TEXT EXCERPT:
----

The Great Derangement
- First edition cover
- Author: Matt Taibbi
- Audio read by: David Slavin
- Language: English
- Subject: Post-9/11 politics
- Publisher: Spiegel & Grau
- Publication date: May 6, 2008
- Publication place: United States
- Media type: Print (hardcover and paperback)
- ISBN: 978-0-385-52034-8
- Dewey Decimal: 973.93
- LC Class: E902 .T345 2008

= The Great Derangement (Taibbi book) =

2008 book by Matt Taibbi

The Great Derangement: A Terrifying True Story of War, Politics, and Religion at the Twilight of the American Empire is a 2008 non-fiction book by Matt Taibbi, published by Spiegel & Grau on May 6, 2008.

==Summary==
In the book, Taibbi recounts his travels in the months leading up to the 2008 United States presidential election. He covers his trips to Iraq, the United States Congress, a meeting of the 9/11 Truth movement and his time undercover as a born-again Christian in John Hagee's Cornerstone Church in Texas.

----

Stored dataset items:
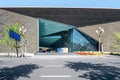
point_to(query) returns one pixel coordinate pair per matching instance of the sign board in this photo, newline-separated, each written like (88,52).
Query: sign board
(14,35)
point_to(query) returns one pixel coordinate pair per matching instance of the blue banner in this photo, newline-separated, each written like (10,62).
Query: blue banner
(14,35)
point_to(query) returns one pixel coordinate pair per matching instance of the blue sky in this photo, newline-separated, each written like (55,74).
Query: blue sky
(62,3)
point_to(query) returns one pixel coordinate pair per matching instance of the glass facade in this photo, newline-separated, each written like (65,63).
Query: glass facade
(58,35)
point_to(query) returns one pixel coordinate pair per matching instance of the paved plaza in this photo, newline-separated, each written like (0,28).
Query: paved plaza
(54,67)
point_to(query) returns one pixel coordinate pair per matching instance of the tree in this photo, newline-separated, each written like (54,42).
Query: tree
(116,41)
(6,40)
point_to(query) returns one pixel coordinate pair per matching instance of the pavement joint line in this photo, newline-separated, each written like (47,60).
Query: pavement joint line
(55,76)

----

TASK BRIEF: From the article on The Great Derangement, output the passage that starts with "- ISBN: 978-0-385-52034-8" and goes on through "May 6, 2008.", copied word for word.

WRITTEN ANSWER:
- ISBN: 978-0-385-52034-8
- Dewey Decimal: 973.93
- LC Class: E902 .T345 2008

= The Great Derangement (Taibbi book) =

2008 book by Matt Taibbi

The Great Derangement: A Terrifying True Story of War, Politics, and Religion at the Twilight of the American Empire is a 2008 non-fiction book by Matt Taibbi, published by Spiegel & Grau on May 6, 2008.